● Aim of the task
Can you reproduce every one of the rows below character for character, changing nothing?

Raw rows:
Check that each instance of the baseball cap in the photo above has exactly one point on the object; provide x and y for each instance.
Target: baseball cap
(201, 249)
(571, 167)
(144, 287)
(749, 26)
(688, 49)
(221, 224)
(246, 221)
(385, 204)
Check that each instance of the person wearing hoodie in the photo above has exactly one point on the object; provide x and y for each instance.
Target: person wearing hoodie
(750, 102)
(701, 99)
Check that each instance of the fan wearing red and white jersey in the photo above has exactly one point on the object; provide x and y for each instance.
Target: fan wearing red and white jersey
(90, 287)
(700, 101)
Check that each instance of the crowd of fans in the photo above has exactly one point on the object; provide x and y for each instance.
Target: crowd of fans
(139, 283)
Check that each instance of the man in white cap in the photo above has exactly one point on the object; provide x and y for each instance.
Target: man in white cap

● Response to the task
Check that each instance of the baseball cap in the photo above has exactly one point on the object; provide x and y for each instance.
Target: baseball cap
(201, 249)
(571, 167)
(144, 287)
(749, 26)
(688, 49)
(221, 224)
(246, 221)
(385, 204)
Check that each instance of the person wearing hoodie in the photo above has exactly one point on the object; provide x and y for each instance.
Target: person wearing hoodie
(750, 102)
(701, 99)
Check that each instance of the fan wearing red and white jersey in the photo above has exactly one point on the object; provide x and y for each instance.
Target: fan wearing red and white jersey
(90, 287)
(700, 101)
Check that each instance of the crowd of fans in the photo above has exactly one point on the object; provide x and y for each instance.
Target: crowd of fans
(139, 283)
Check that each instance of the man in white cap in the photo above has exactly one point on the object; provide x and y for each instance.
Target: man in white cap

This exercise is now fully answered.